§ WHAT IS BEING ASKED
Scale the records starting at the line that contains "of the coconut" and ending at the last line of the records, and reproduce only those lines, requests included. Multiply every coordinate in the answers by 1.4 and round each to a whole number, with halves rounded up.

### EXTRACTED ENTRIES ###

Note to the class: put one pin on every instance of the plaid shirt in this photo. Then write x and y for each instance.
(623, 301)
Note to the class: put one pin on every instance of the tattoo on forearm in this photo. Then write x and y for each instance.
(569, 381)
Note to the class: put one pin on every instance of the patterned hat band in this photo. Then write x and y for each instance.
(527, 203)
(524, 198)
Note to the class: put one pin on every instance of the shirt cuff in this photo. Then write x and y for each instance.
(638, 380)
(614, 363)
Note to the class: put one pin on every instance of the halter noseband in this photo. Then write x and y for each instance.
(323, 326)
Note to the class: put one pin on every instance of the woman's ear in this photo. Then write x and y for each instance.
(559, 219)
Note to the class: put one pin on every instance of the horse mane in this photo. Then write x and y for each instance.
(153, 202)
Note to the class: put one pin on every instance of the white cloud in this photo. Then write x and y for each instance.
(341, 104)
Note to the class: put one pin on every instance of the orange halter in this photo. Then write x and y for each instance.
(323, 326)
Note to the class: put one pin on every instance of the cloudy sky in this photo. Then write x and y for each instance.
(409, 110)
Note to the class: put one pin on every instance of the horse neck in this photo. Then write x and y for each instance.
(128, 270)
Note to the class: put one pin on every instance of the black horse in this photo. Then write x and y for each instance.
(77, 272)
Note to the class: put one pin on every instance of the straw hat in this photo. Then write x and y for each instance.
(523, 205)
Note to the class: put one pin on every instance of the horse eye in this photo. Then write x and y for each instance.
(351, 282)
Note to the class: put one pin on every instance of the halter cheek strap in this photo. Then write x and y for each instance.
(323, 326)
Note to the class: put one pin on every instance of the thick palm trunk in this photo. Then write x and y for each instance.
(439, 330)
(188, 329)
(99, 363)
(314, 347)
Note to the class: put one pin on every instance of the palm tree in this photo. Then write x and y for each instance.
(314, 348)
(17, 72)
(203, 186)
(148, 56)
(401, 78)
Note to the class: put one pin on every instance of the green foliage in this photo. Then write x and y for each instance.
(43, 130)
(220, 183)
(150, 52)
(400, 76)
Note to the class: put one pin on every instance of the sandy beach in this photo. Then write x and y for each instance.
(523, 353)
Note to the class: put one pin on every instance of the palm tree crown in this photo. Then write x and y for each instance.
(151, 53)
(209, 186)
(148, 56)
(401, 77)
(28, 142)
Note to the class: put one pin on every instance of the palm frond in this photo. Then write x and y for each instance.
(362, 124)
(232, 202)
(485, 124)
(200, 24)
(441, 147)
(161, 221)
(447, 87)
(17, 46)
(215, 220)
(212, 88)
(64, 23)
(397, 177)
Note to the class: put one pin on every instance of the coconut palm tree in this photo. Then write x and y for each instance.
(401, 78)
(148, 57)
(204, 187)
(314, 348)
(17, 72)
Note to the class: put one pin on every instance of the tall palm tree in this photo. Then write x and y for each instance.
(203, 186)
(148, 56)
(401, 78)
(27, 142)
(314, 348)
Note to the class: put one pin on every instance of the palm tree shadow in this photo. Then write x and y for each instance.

###

§ ANSWER TO THIS EXERCISE
Note to the class: put one pin on every instance of the coconut palm tree in this photo. Then write x and y for each instance.
(561, 109)
(207, 80)
(286, 262)
(440, 487)
(24, 101)
Note to the class: put one pin on every instance of the tall palm tree in this photo. Then write x and y for each instance.
(284, 260)
(207, 78)
(561, 109)
(38, 199)
(440, 487)
Note to the class: put one pin on every instance of the palm tree shadow in this photo. Then write x and y for each instance.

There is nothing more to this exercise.